┌────────

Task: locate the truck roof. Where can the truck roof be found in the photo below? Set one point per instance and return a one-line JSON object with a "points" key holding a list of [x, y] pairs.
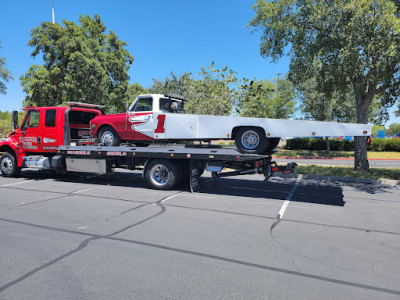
{"points": [[69, 104]]}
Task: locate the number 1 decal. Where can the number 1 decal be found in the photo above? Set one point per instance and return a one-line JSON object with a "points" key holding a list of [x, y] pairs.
{"points": [[160, 125]]}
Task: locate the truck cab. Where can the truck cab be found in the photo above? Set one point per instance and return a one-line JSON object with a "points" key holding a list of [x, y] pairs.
{"points": [[43, 130], [143, 119]]}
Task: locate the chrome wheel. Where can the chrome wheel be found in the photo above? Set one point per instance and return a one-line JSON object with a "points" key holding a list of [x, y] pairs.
{"points": [[7, 166], [250, 139], [159, 175], [107, 138]]}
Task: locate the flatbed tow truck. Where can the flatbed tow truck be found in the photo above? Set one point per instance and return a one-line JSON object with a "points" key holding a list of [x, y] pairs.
{"points": [[58, 139]]}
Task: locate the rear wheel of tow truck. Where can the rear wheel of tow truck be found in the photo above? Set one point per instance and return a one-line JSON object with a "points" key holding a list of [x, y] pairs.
{"points": [[141, 144], [251, 140], [273, 143], [109, 137], [9, 166], [161, 174]]}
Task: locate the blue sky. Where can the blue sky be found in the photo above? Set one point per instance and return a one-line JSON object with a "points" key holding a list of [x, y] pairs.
{"points": [[163, 36]]}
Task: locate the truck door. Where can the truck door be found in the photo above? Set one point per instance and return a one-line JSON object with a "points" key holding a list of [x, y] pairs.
{"points": [[140, 119], [29, 135], [51, 138]]}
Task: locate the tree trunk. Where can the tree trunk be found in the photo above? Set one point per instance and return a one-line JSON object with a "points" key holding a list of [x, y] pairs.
{"points": [[328, 146], [360, 142]]}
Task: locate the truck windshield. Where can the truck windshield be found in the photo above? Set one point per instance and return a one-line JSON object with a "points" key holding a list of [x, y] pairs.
{"points": [[143, 104], [171, 105], [80, 117]]}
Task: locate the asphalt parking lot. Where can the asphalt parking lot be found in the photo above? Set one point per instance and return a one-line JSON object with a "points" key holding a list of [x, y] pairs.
{"points": [[103, 237]]}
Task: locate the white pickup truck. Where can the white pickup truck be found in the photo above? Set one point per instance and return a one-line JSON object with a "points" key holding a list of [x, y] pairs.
{"points": [[157, 117]]}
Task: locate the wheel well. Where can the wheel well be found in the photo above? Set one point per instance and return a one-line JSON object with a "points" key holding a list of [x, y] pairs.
{"points": [[235, 130]]}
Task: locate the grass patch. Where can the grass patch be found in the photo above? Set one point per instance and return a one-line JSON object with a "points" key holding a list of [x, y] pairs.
{"points": [[376, 173], [308, 153]]}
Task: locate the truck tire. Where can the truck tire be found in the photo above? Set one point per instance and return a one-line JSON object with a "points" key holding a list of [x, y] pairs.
{"points": [[109, 137], [9, 166], [161, 174], [142, 144], [273, 143], [251, 140]]}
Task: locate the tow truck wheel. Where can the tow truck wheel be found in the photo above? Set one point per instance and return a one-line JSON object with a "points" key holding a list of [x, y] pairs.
{"points": [[273, 143], [109, 137], [9, 166], [251, 140], [161, 174]]}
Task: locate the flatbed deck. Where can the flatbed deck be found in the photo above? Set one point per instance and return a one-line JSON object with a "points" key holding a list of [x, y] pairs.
{"points": [[168, 152]]}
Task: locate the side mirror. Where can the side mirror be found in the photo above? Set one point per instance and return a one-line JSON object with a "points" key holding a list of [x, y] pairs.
{"points": [[15, 119]]}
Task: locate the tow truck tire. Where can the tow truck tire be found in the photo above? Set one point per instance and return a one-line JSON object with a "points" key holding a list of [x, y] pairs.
{"points": [[109, 137], [142, 144], [161, 174], [9, 166], [251, 140], [273, 143]]}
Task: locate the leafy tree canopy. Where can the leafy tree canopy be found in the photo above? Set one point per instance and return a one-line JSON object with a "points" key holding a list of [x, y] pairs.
{"points": [[81, 63], [211, 92], [5, 75], [266, 99], [353, 43], [375, 129], [216, 91]]}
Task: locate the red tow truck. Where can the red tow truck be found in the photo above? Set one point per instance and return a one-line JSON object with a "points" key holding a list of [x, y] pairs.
{"points": [[59, 139]]}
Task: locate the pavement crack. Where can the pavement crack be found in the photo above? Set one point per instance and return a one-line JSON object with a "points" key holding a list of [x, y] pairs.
{"points": [[81, 246]]}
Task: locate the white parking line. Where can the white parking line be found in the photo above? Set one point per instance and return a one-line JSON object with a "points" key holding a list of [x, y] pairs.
{"points": [[288, 198], [16, 183], [92, 188]]}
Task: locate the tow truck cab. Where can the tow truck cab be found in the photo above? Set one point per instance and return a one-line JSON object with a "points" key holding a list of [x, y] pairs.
{"points": [[44, 129]]}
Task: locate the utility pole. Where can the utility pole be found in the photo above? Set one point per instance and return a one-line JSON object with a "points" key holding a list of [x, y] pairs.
{"points": [[52, 12]]}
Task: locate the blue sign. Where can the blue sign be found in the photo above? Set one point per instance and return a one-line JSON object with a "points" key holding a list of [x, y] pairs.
{"points": [[381, 134]]}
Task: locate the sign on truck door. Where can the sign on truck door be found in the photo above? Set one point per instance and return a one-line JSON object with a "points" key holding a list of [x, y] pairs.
{"points": [[140, 119], [29, 136]]}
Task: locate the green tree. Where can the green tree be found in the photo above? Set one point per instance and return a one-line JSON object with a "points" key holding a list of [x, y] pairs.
{"points": [[81, 63], [211, 92], [355, 42], [375, 129], [393, 129], [266, 99], [5, 75], [338, 107]]}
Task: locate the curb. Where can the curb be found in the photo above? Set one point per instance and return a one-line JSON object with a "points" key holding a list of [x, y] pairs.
{"points": [[384, 182], [327, 157]]}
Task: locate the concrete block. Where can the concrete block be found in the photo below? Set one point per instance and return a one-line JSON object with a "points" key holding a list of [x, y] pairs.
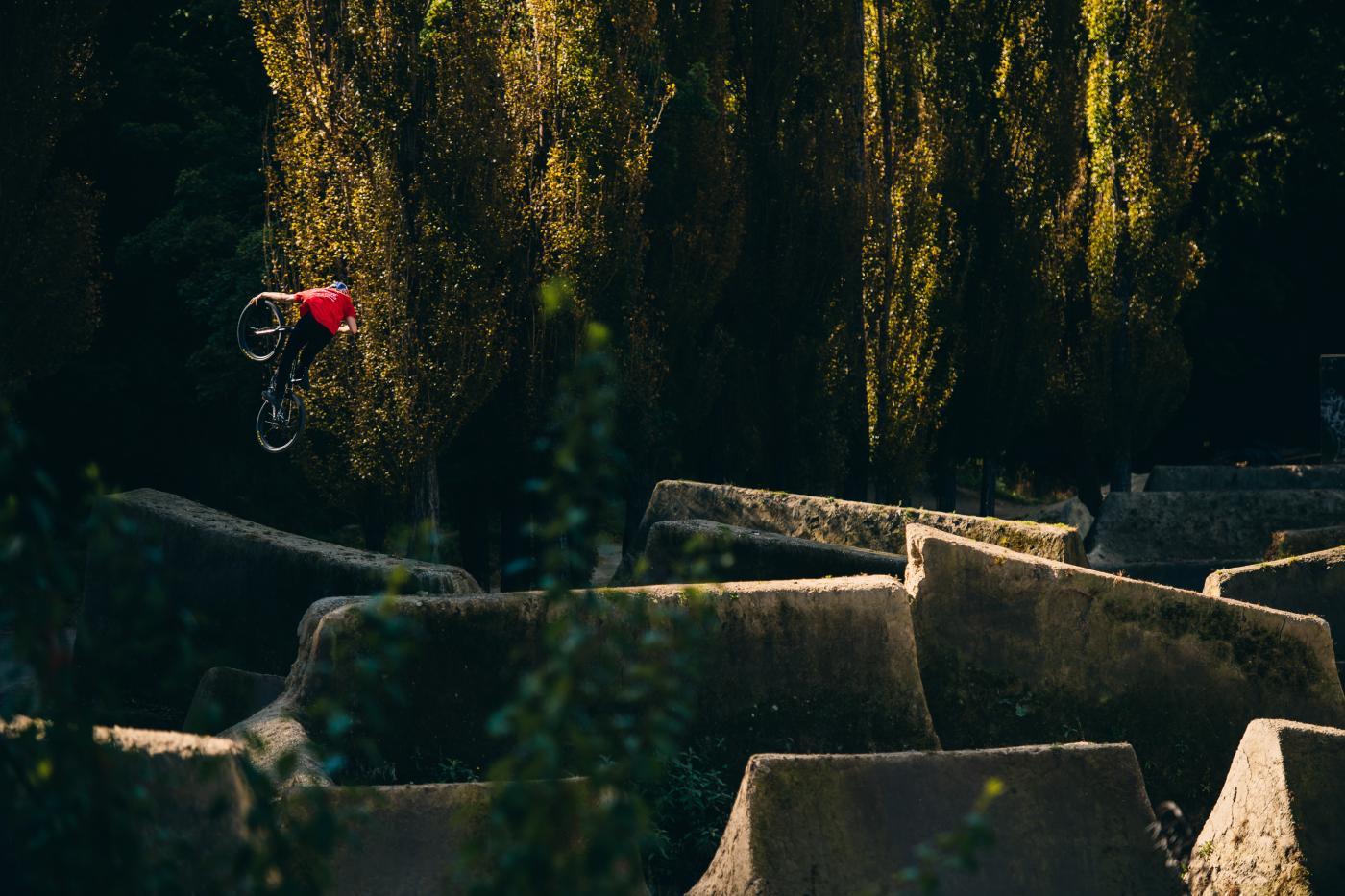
{"points": [[844, 522], [1308, 584], [818, 665], [1021, 650], [1226, 478], [1280, 822], [1219, 527], [1069, 822], [1293, 543], [244, 584], [756, 554], [228, 695]]}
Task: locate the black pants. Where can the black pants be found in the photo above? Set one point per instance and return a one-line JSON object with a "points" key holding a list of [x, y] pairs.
{"points": [[306, 341]]}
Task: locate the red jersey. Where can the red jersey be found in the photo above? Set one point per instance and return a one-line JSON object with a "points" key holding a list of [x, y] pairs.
{"points": [[330, 307]]}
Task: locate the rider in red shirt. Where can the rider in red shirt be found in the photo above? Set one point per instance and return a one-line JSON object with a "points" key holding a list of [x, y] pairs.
{"points": [[323, 312]]}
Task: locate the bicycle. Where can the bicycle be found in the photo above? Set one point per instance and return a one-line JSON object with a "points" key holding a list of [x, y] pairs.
{"points": [[261, 331]]}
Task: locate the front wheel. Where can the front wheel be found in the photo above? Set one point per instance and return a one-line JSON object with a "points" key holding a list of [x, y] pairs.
{"points": [[279, 428], [258, 329]]}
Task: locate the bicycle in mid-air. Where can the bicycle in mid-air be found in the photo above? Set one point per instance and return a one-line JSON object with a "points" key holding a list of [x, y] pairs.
{"points": [[261, 332]]}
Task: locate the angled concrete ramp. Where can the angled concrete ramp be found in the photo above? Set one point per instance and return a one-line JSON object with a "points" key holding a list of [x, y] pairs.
{"points": [[1071, 822], [816, 665], [244, 586], [1295, 543], [197, 799], [844, 522], [1308, 584], [1280, 824], [676, 547], [1180, 537], [1226, 478], [1019, 650]]}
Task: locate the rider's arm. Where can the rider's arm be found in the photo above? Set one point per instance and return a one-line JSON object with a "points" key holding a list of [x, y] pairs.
{"points": [[278, 296]]}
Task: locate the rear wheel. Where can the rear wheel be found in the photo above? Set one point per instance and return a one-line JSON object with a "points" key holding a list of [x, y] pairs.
{"points": [[258, 329], [279, 428]]}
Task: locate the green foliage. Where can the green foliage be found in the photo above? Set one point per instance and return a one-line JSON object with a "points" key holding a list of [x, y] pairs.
{"points": [[609, 700], [1126, 361], [690, 809], [49, 241], [396, 170], [81, 814], [198, 98]]}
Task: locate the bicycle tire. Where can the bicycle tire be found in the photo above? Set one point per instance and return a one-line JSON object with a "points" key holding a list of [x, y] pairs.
{"points": [[276, 435], [259, 328]]}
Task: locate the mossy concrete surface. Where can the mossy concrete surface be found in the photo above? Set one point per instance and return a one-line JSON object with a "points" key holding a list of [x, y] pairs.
{"points": [[1224, 527], [1308, 584], [1021, 650], [1293, 543], [414, 838], [1226, 478], [755, 554], [818, 665], [226, 695], [245, 587], [197, 802], [1280, 822], [1069, 822], [844, 522]]}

└────────

◆ YOUR INSTRUCTIONS: Please repeat the records starting at the line that contains "Task: locate the mossy" and ending at the last line of the records, with both ends included.

◆ OUTPUT BELOW:
Task: locate the mossy concrete surface. Where can the mossy concrete surface be found in the photo above? Set one point per instance and return a one-line JSON object with a "points" key holding a list of [x, y] pairs.
{"points": [[1224, 527], [1308, 584], [1021, 650], [1293, 543], [414, 838], [1226, 478], [755, 554], [818, 665], [226, 695], [245, 587], [197, 802], [1280, 822], [1069, 822], [844, 522]]}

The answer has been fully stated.